Problem requirements:
Copy the data below word for word, keeping every line intact and in order.
========
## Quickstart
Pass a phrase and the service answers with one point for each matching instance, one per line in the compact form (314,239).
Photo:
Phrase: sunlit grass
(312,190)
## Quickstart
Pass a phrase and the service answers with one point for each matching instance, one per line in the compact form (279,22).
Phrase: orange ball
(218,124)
========
Written response:
## Quickstart
Pass a phrase and the service answers with one point for each matching instance, one per line in the compact form (314,239).
Photo:
Phrase: sunlit grass
(312,190)
## Quickstart
Pass a phrase and the service answers with one point for each matching instance, one per line in the compact form (279,22).
Phrase: orange ball
(218,124)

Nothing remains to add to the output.